Input START

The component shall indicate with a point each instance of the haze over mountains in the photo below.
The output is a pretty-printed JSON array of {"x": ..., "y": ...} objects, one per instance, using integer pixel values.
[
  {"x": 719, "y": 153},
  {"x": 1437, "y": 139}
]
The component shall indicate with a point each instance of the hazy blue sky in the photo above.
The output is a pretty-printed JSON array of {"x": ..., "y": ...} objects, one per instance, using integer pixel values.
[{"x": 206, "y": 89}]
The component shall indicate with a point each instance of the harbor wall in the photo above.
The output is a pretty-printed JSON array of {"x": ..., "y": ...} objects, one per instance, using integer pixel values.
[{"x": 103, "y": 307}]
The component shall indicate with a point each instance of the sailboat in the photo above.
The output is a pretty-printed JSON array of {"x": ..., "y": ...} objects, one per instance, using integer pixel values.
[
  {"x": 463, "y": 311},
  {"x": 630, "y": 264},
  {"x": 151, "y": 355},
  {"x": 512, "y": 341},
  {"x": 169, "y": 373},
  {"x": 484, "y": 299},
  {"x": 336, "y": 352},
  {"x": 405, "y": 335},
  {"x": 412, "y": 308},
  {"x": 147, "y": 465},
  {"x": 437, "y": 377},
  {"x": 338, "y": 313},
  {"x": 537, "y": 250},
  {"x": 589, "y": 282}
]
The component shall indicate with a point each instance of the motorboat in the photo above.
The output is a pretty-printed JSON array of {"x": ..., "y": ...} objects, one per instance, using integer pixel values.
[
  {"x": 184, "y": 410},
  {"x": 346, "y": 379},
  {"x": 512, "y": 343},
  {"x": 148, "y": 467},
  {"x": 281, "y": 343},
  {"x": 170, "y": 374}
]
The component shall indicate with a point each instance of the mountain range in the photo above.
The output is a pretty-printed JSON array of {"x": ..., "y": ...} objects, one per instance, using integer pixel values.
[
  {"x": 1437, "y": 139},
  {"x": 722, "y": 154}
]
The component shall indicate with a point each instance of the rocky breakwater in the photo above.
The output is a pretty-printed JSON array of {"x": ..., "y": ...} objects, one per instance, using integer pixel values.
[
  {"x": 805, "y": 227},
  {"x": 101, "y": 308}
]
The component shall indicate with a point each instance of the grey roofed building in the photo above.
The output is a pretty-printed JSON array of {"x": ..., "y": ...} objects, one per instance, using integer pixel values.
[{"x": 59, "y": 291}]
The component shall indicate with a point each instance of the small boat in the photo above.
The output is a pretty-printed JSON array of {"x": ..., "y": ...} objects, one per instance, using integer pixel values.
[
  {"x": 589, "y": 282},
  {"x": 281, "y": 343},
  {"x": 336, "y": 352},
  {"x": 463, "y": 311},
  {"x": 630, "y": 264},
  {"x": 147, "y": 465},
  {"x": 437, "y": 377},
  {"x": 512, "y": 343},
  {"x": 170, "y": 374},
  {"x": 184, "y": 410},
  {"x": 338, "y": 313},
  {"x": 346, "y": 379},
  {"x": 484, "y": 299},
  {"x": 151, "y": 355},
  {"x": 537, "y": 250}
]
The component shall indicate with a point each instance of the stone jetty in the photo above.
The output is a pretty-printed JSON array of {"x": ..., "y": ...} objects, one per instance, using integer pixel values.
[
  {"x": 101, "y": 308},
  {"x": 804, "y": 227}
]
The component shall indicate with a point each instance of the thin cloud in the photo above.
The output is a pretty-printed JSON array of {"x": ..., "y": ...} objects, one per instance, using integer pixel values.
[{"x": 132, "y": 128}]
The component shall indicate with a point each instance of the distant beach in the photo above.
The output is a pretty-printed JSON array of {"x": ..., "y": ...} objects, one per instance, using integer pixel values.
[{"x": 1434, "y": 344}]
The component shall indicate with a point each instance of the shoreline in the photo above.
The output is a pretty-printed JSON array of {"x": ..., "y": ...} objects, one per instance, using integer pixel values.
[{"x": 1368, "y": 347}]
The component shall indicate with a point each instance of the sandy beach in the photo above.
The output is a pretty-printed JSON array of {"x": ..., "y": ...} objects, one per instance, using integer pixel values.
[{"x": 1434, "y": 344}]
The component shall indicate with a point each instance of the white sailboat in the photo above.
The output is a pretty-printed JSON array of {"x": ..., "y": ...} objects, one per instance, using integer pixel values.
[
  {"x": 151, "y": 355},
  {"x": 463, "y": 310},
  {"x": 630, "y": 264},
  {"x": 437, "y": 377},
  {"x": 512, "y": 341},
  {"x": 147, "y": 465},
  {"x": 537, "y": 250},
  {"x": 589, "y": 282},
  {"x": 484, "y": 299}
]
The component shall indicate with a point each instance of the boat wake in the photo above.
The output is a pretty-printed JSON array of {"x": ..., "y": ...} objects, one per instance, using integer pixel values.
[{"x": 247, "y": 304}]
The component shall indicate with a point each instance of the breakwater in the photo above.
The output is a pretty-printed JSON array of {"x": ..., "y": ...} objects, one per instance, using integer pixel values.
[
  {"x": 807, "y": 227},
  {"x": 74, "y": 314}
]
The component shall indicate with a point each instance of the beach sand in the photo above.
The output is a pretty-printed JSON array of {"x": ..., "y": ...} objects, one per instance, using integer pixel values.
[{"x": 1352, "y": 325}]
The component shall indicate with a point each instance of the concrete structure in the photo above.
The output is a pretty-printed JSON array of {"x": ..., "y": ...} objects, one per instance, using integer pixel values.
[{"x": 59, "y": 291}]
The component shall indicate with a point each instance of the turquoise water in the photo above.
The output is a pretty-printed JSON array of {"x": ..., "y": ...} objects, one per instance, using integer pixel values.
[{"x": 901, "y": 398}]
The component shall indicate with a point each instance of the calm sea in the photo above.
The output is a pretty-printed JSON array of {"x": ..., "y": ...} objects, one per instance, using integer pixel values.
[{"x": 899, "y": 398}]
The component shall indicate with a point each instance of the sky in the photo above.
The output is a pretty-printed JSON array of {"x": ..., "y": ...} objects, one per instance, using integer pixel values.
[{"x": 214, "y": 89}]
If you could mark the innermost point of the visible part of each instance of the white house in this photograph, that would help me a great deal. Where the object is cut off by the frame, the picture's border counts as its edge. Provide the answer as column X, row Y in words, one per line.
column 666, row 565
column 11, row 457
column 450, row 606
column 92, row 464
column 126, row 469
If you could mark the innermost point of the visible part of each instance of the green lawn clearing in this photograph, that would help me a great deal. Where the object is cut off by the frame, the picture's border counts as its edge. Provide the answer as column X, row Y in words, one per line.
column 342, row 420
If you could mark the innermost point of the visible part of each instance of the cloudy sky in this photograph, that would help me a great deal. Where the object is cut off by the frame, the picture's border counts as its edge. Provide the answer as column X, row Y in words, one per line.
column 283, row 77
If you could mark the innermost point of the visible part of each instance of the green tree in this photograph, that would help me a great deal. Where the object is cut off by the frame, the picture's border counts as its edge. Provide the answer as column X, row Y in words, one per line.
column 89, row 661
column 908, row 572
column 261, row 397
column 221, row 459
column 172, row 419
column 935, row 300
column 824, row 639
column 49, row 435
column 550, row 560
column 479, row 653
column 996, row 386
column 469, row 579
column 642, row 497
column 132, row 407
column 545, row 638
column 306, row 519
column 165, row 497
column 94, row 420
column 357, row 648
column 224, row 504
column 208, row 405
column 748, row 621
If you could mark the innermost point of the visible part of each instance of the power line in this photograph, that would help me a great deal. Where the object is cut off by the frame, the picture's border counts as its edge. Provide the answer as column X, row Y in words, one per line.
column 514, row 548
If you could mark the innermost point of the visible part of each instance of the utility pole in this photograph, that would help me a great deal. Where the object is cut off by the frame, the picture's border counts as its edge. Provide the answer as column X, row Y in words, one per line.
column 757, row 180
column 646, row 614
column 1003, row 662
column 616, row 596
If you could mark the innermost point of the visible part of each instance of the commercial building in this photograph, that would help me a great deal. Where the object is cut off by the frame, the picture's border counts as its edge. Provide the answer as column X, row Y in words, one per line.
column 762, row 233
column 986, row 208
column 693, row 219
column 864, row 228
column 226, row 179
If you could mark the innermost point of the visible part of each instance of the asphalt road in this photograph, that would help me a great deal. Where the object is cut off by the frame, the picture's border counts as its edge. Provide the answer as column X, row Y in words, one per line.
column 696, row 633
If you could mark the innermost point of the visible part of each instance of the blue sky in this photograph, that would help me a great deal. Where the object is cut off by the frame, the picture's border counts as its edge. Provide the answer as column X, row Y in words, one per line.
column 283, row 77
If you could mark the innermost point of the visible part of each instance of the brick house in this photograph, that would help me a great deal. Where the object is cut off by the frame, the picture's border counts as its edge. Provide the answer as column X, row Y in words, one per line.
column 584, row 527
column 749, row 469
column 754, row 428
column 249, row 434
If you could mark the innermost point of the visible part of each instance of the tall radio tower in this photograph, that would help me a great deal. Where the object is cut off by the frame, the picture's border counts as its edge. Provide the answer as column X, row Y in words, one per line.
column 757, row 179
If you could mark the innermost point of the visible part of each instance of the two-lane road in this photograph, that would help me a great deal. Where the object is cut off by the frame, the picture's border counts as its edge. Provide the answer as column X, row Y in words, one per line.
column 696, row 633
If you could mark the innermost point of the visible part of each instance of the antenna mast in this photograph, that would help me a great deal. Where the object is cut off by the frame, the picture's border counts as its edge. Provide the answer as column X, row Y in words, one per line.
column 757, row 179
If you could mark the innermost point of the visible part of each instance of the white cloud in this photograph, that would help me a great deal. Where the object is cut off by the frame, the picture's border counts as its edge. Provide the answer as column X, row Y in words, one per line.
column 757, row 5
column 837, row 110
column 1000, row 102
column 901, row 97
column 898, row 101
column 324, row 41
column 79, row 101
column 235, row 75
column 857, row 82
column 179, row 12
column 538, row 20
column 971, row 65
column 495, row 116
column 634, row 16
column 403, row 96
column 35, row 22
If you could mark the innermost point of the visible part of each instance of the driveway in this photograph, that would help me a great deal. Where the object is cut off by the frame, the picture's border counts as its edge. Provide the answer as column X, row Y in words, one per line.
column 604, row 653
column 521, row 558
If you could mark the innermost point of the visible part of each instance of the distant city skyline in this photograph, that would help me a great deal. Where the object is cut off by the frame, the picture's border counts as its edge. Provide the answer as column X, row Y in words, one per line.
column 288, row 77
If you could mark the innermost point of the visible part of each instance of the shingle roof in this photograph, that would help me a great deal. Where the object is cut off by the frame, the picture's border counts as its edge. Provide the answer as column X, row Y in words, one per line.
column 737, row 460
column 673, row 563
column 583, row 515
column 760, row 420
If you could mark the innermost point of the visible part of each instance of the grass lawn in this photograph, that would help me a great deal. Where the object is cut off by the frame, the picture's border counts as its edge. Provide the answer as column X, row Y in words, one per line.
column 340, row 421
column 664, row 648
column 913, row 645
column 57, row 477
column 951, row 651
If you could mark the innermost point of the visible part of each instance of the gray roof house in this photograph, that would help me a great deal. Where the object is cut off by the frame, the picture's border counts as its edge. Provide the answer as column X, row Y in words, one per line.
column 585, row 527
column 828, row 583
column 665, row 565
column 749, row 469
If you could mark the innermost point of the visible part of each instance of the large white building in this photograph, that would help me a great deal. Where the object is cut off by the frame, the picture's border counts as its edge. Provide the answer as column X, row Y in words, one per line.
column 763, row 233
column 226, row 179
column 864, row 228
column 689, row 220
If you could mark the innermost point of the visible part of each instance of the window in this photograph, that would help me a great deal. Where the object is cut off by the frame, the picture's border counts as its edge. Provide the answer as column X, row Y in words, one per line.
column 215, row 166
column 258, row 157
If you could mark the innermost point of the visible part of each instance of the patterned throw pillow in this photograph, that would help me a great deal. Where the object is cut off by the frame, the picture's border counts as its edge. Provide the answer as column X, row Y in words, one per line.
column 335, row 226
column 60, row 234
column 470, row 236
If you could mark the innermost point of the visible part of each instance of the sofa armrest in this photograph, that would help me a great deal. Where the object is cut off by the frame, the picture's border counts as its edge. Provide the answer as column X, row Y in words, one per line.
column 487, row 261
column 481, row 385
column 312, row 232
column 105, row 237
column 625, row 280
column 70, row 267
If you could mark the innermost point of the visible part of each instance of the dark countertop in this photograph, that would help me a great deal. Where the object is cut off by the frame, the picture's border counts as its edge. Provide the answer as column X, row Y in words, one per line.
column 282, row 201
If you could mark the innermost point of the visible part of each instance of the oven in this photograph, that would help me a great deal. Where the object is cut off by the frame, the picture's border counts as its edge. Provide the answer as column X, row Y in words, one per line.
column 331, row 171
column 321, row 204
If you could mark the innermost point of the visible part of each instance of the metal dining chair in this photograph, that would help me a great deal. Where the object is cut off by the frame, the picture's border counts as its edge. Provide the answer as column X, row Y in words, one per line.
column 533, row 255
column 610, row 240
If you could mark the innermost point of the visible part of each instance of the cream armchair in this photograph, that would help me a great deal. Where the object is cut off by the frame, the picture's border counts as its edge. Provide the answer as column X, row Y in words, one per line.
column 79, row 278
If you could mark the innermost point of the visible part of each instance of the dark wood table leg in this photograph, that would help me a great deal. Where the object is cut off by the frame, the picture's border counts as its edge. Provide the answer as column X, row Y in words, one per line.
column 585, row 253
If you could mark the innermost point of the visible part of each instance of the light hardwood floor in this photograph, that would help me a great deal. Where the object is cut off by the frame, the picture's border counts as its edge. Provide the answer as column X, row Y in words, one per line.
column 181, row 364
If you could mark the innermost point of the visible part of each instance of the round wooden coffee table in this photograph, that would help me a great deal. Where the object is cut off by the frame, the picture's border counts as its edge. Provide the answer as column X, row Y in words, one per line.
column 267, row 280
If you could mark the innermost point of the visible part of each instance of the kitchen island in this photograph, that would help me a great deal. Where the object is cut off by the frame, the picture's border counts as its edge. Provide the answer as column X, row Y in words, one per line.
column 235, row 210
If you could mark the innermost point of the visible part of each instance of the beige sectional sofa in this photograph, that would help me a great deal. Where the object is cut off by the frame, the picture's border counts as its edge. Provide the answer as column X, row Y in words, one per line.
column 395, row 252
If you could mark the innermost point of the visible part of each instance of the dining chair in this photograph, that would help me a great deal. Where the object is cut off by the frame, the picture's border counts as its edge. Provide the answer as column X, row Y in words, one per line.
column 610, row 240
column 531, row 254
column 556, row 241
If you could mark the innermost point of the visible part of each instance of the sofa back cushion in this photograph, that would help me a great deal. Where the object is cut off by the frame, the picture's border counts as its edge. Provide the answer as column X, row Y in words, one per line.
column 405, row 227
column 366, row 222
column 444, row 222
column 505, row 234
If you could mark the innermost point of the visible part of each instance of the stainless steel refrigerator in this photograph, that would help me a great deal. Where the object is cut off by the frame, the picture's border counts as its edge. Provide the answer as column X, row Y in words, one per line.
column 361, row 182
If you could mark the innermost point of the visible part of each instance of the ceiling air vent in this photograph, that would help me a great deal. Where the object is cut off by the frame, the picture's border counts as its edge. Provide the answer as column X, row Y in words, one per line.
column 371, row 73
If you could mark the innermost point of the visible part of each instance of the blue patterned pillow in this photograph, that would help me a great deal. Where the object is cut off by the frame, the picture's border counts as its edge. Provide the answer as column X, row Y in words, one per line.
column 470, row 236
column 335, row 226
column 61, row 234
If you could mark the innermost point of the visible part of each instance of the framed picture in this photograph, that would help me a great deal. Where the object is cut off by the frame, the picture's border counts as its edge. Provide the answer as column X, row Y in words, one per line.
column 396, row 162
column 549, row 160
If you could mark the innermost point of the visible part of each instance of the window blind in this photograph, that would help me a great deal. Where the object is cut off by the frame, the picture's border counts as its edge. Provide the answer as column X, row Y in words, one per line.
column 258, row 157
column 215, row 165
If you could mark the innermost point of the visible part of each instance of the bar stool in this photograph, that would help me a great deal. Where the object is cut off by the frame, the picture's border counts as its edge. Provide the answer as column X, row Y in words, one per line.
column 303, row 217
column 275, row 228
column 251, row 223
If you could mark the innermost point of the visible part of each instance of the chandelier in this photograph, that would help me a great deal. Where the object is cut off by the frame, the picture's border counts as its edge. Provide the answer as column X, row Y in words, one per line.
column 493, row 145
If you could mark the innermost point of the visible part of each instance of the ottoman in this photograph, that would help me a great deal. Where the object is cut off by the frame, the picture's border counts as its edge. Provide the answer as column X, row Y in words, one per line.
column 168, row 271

Input END

▶ _About this exercise_
From the data, list each line in which the string "sailboat" appears.

▶ _Reply to the task_
The component shall indicate with a point each instance of the sailboat in the photo above.
The component shall indicate with a point each instance of the white sailboat in the photo above.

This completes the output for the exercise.